> **EXERCISE TASK**:
Render the lines below as a JSON array of strings, one string per line, with any blank lines omitted.

───── DATA LISTING

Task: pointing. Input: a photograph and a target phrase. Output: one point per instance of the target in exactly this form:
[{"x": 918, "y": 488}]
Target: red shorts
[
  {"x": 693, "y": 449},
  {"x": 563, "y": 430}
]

──────────

> **WRITTEN RESPONSE**:
[
  "Task: pointing. Input: a photograph and a target phrase. Output: one point per instance of the target in exactly this form:",
  "[{\"x\": 918, \"y\": 488}]",
  "Target: red shorts",
  "[",
  "  {\"x\": 693, \"y\": 449},",
  "  {\"x\": 563, \"y\": 430}",
  "]"
]